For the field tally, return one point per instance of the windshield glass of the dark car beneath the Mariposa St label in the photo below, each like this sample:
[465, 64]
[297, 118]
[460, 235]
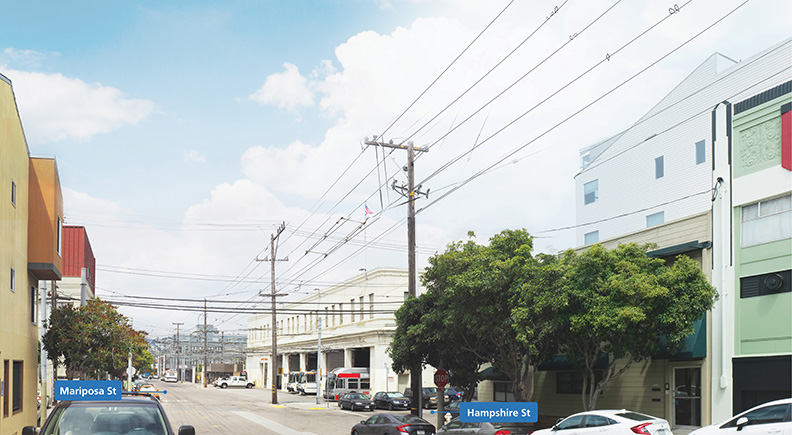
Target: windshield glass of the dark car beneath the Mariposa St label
[90, 418]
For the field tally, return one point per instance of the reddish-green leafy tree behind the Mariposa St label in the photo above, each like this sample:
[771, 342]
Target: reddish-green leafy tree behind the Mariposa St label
[93, 340]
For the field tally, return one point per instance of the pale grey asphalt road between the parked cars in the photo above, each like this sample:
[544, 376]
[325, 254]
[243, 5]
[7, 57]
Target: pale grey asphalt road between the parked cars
[215, 411]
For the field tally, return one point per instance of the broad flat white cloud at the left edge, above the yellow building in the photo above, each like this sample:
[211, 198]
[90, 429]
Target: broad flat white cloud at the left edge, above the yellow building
[55, 107]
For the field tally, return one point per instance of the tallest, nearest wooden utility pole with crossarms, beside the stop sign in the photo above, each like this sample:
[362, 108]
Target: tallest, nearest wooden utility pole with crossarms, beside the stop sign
[410, 192]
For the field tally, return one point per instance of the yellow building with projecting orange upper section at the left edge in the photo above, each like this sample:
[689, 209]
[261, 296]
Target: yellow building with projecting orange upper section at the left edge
[31, 217]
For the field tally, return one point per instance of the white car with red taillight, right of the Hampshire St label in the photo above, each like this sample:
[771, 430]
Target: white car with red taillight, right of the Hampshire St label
[609, 422]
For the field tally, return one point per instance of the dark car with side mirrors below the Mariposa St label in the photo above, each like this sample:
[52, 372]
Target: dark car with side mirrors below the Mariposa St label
[141, 415]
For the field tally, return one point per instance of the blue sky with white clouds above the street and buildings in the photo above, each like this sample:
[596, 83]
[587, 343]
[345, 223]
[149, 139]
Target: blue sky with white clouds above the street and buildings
[186, 133]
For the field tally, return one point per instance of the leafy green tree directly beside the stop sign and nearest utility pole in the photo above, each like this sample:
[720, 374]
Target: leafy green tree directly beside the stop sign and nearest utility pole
[465, 316]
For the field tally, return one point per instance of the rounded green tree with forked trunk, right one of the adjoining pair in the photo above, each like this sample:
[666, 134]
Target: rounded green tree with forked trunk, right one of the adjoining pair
[618, 302]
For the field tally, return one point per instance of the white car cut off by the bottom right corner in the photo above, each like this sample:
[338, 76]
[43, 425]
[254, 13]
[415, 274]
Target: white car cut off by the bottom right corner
[769, 418]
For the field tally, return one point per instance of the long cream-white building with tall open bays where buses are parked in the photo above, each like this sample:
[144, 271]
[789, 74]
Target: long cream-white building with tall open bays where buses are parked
[358, 324]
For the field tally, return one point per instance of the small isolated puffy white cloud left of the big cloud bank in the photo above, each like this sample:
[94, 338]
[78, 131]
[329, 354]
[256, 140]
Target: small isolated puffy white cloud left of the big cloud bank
[287, 90]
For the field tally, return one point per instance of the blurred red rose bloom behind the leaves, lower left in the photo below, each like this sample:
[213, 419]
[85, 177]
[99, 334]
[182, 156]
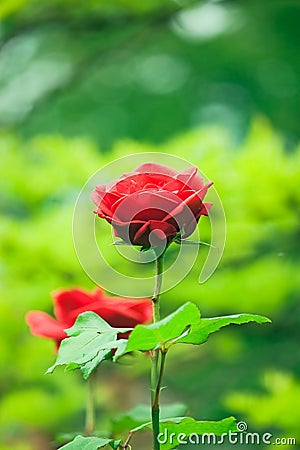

What you have to do: Without changing a word, restate the listing above; the pictures stay out.

Answer to this problem:
For the field tally, return one point per instance of the windshield glass of the dark car beneath the Mariposa St label in the photo below, each like this sample:
[465, 64]
[297, 118]
[460, 235]
Target: windshield glass of the dark car beneath the Mariposa St label
[90, 418]
For the field tally, return one point per instance of the reddish-green leafy tree behind the Mariposa St label in the photo above, each like this sample:
[771, 342]
Target: reddish-green leafy tree behind the Mariposa St label
[93, 340]
For the field tally, return one point per instance of the pale grey asphalt road between the parked cars in the photo above, each like this sample:
[544, 376]
[325, 254]
[243, 5]
[7, 57]
Target: pale grey asphalt road between the parked cars
[215, 411]
For the field tally, return one point per instance of the broad flat white cloud at the left edge, above the yellow building in the photo above, each like this sample:
[211, 198]
[90, 429]
Target: broad flat white cloud at the left edge, above the yellow building
[55, 107]
For the field tally, return one point per instance of the tallest, nearest wooden utility pole with crossarms, beside the stop sign in the photo above, each like this sample:
[362, 108]
Target: tallest, nearest wooden utility pole with crossarms, beside the stop sign
[410, 192]
For the field tally, return one point per instance of the yellow building with projecting orange upper section at the left edge in the photo above, each like this sample:
[689, 209]
[261, 296]
Target: yellow building with projecting orange upper section at the left edge
[31, 217]
For the field tally, return one point per instance of the white car with red taillight, right of the Hampshire St label in the photo above, each like this sample:
[771, 430]
Target: white car with red taillight, right of the Hampshire St label
[609, 422]
For the field tally, return one point per instance of the dark car with side mirrors below the Mariposa St label in the photo above, each like this sample:
[52, 372]
Target: dark car with side mirrors below the Mariposa St label
[141, 415]
For the field tally, return one point per instance of the blue sky with white clouds above the street and buildings in the photo above, each like this sample:
[596, 83]
[587, 343]
[345, 223]
[149, 139]
Target: blue sky with white clouds above the street and buildings
[186, 133]
For the field tally, return one point per instance of the leafy green tree directly beside the stop sign and nearest utility pole in the photo above, each like this sample:
[720, 374]
Target: leafy green tree directly beside the stop sign and nearest utility pole
[465, 316]
For the field tally, return one point per instance of the rounded green tree with forked trunk, right one of the adjoining pair in the photo above, each like this sample:
[666, 134]
Target: rounded green tree with forked trunk, right one of the adjoining pair
[618, 302]
For the field tally, return one point per instance of the white car cut off by the bottom right corner in the photo above, each like this sample:
[338, 76]
[43, 425]
[254, 13]
[415, 274]
Target: white car cut off by the bottom right corner
[769, 418]
For the field tally, return one point per instance of the long cream-white building with tall open bays where buses are parked in the photo above, each like this sample:
[144, 271]
[789, 74]
Target: long cream-white building with tall open bays where buses are parked
[358, 324]
For the field tally, return one point per instance of the small isolated puffy white cloud left of the big cloud bank in the photo above, each like this sample:
[94, 338]
[78, 131]
[329, 354]
[256, 140]
Target: small isolated puffy white cloud left of the big cloud bank
[287, 90]
For the field tally, return one point per instance of the blurred red rose bloom behind the leaves, lower left in the photo below, each like this sample:
[213, 419]
[85, 177]
[99, 334]
[182, 156]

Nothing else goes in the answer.